Bristol Myers Squibb expects the transaction, when complete, to:
With the high unmet medical need in obstructive HCM, mavacamten can be a significant medium- and long-term growth driver. Mavacamten demonstrated clinically meaningful results in the pivotal Phase 3 EXPLORER-HCM trial, meeting the primary and all secondary endpoints, and showed meaningful improvements in symptoms, functional status and quality of life by reducing the obstruction of blood flow from the heart. This potential first-in-class medicine, for which an NDA is expected to be submitted to the FDA in the first quarter of 2021, may help to change the course of the disease.

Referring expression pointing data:
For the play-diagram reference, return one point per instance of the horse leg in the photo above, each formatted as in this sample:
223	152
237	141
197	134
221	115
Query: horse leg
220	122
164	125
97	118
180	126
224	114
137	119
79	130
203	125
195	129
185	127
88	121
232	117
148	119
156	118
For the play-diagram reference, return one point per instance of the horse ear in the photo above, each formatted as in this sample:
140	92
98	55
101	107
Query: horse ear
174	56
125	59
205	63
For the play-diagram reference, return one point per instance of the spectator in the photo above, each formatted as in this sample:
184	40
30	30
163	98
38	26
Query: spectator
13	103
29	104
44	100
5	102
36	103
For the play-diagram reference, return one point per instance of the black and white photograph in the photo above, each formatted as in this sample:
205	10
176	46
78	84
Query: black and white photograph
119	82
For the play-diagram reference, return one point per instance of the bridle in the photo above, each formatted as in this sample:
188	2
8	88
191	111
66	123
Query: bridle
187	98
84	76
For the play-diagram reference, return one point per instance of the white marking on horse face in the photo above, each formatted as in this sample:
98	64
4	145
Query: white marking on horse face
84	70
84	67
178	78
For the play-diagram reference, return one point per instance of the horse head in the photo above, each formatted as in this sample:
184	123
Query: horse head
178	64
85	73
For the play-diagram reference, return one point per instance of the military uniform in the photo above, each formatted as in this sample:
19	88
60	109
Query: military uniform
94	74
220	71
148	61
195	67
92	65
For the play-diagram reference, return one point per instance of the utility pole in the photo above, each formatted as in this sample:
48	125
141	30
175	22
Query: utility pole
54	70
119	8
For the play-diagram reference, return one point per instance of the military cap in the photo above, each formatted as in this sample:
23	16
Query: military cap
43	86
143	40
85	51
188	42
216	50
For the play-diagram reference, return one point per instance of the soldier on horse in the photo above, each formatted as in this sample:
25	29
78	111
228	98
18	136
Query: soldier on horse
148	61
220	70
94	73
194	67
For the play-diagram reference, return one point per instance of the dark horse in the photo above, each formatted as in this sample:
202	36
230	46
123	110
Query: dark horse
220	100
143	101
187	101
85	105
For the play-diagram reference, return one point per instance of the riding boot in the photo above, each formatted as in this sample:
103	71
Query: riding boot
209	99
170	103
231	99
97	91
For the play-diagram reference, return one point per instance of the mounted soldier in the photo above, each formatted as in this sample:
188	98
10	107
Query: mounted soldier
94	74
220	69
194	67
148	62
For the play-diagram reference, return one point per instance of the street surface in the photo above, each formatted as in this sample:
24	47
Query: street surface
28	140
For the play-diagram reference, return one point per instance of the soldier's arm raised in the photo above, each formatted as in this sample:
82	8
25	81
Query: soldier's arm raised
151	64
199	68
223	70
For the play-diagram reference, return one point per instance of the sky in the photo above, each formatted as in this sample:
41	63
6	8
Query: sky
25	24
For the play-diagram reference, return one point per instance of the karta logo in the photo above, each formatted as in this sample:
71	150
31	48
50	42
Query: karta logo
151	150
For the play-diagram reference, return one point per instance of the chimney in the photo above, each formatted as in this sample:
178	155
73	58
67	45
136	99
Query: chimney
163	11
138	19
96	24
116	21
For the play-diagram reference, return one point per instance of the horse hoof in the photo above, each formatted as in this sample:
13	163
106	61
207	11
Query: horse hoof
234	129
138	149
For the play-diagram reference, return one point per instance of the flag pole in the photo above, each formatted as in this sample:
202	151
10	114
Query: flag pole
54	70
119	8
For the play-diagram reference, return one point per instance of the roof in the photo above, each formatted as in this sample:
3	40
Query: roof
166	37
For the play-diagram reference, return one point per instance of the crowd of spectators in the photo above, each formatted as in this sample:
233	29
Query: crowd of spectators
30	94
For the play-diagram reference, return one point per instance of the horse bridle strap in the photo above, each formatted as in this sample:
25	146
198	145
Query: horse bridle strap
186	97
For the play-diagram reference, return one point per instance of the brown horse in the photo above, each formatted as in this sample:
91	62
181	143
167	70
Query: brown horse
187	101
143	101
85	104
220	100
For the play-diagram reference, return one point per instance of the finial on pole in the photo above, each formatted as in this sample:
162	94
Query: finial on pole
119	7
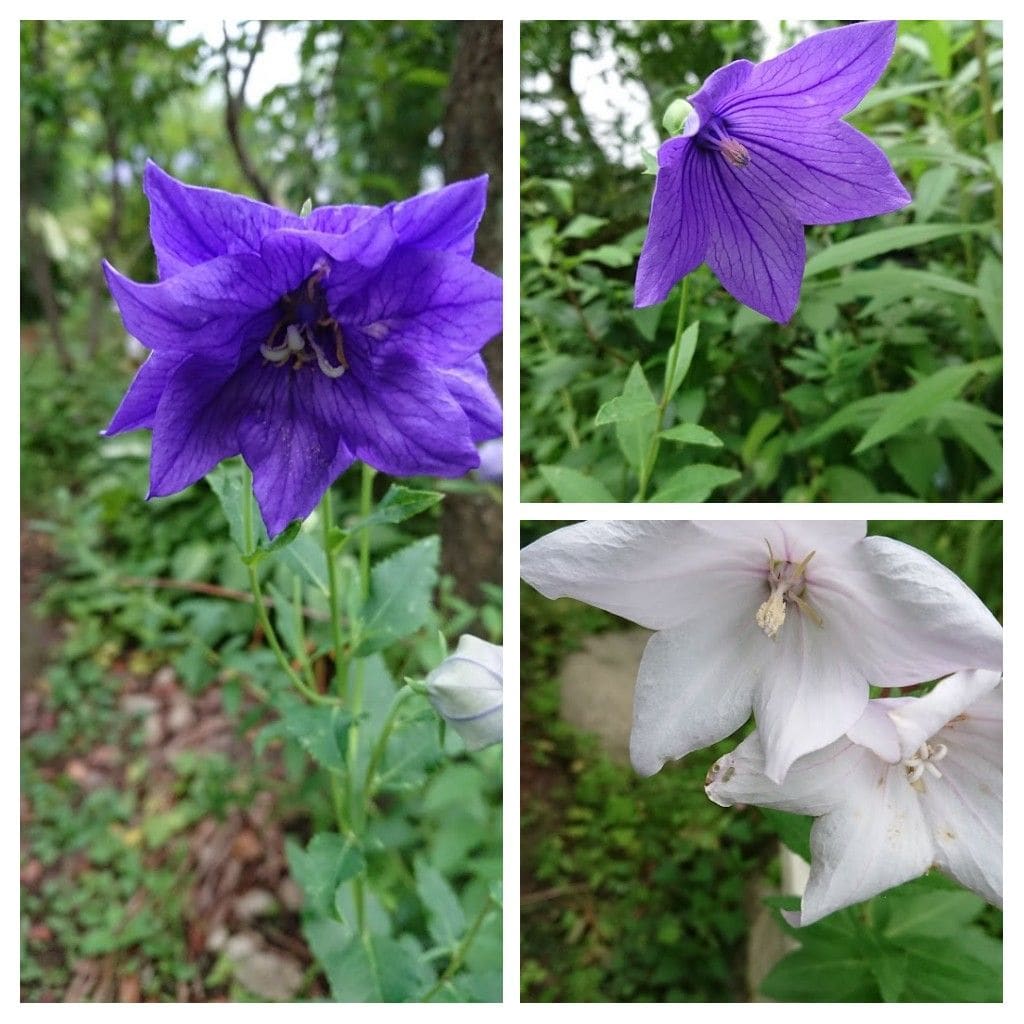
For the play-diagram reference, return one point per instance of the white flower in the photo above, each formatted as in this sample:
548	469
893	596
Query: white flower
791	620
466	690
918	783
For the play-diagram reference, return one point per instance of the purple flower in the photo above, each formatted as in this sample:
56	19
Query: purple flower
305	343
762	154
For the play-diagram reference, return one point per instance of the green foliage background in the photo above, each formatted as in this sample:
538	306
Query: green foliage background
886	384
642	890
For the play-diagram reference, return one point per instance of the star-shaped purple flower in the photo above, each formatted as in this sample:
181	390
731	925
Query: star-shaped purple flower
305	343
762	154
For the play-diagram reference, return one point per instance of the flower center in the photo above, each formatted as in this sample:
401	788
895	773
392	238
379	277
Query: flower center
306	332
787	584
924	761
716	136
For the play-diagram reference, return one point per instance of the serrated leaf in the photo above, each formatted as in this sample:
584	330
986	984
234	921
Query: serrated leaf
571	485
400	589
690	433
694	483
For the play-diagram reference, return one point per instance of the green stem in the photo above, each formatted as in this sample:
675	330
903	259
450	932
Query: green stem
650	457
460	952
258	601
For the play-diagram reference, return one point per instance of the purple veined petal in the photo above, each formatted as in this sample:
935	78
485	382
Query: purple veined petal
823	173
434	307
756	247
400	419
195	426
875	729
876	840
658	574
719	86
822	77
190	225
905	617
812	696
138	407
443	220
677	231
964	808
696	683
210	310
289	438
469	385
815	784
919	720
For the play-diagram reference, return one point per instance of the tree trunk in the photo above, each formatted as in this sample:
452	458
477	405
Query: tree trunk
471	524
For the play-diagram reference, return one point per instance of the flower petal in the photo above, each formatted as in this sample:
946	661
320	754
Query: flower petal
964	808
289	439
822	77
919	720
190	225
431	306
138	407
876	840
696	684
823	173
468	384
677	232
445	219
195	426
811	695
756	246
906	619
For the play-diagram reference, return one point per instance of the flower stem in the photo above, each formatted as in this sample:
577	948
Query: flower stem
460	951
650	456
259	602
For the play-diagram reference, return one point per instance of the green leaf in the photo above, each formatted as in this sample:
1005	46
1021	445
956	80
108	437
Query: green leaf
571	485
690	433
400	589
583	226
694	483
397	505
444	914
921	400
684	349
614	256
883	241
328	861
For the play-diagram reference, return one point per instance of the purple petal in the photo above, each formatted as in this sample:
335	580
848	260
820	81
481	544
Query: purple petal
190	225
288	437
469	386
195	426
823	173
756	246
431	306
677	233
138	407
445	219
823	77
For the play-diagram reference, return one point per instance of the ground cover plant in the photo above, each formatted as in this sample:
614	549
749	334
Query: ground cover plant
884	385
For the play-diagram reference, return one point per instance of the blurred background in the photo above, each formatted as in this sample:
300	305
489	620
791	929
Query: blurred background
903	329
642	890
148	832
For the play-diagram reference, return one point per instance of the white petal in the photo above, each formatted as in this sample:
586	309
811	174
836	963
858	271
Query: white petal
654	573
876	730
920	719
811	695
815	783
696	683
876	840
964	808
905	617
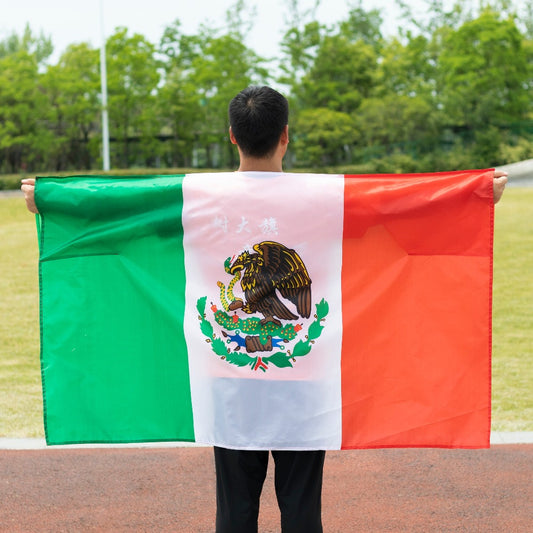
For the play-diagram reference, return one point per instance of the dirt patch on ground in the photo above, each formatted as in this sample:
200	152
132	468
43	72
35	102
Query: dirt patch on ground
172	489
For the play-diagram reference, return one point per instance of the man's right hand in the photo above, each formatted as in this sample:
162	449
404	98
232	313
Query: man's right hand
28	188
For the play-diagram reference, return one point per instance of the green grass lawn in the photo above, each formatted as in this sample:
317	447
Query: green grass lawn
20	388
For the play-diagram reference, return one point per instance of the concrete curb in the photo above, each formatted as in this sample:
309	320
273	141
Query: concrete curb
496	437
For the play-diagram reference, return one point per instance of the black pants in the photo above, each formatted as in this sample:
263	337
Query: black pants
298	483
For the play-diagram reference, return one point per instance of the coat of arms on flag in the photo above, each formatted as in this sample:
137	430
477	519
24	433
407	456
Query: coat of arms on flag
269	275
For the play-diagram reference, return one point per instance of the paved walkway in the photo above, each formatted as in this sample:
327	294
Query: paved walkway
172	490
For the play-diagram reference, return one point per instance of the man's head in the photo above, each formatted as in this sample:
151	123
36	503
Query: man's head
258	117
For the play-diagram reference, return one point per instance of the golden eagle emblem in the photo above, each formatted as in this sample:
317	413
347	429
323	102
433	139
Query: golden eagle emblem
271	271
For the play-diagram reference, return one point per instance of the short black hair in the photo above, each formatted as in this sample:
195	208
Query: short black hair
257	116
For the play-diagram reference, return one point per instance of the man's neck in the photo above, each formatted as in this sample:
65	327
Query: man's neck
268	164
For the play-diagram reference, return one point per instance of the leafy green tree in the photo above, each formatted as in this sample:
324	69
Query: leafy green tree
342	75
324	137
203	72
72	87
24	138
483	72
132	80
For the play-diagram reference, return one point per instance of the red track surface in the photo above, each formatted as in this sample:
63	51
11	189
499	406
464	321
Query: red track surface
172	489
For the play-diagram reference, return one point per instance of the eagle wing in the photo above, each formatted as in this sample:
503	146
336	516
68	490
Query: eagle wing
287	272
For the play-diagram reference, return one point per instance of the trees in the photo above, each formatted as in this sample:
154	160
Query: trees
72	90
451	88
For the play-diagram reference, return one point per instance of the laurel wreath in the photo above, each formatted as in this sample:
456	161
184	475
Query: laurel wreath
251	325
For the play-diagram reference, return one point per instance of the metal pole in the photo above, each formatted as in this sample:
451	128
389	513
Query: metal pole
103	80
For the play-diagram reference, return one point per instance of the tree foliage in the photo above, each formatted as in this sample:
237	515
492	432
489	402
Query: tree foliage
452	88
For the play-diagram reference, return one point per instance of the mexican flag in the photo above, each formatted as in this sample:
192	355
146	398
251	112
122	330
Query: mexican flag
258	310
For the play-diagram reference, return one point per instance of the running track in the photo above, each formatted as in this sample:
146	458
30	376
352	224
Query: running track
63	489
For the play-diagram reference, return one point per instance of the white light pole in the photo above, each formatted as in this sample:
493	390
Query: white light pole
103	81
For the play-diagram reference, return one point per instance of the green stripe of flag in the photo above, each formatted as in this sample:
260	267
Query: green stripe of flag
100	367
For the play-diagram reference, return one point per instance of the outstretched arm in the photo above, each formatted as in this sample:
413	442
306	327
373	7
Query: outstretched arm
500	180
28	188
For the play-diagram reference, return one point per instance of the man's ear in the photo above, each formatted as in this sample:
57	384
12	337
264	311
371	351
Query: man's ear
284	138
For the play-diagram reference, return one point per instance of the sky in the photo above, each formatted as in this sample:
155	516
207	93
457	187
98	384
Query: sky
70	21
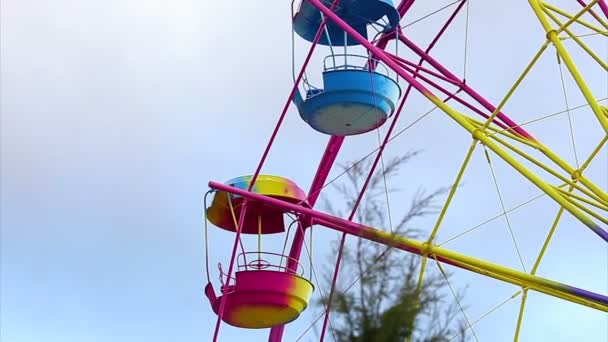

### Apply what you read
1/ According to the passage on mavacamten, why can the drug be a significant medium- and long-term growth driver?
2/ Continue the passage on mavacamten from its last sentence.

### Activity answers
1/ Obstructive HCM has a high unmet medical need.

2/
Bristol Myers Squibb has established Eliquis® (apixaban) as the #1 oral anticoagulant globally with a best-in-class profile, driven by leading commercial execution. Mavacamten will be a fully owned asset that fits well into Bristol Myers Squibb’s existing portfolio, given the company’s broad expertise in cardiovascular disease. Through this acquisition, Bristol Myers Squibb gains MyoKardia’s critical talent and capabilities on the U.S. West Coast, which will support fully realizing the opportunity in obstructive HCM and exploring the full potential of mavacamten in additional indications. Bristol Myers Squibb will also be well positioned to advance the global development of MyoKardia’s portfolio of clinical- and early-stage pipeline candidates, while continuing to advance its existing Factor XIa inhibitor program.
The transaction is expected to add a significant growth driver during the medium- to long-term. It is expected to be minimally dilutive to Bristol Myers Squibb’s non-GAAP earnings per share (EPS) in 2021 and 2022 and accretive beginning in 2023. Bristol Myers Squibb reaffirms its existing 2021 non-GAAP EPS guidance range. There is no reliable estimable comparable GAAP measure as described below.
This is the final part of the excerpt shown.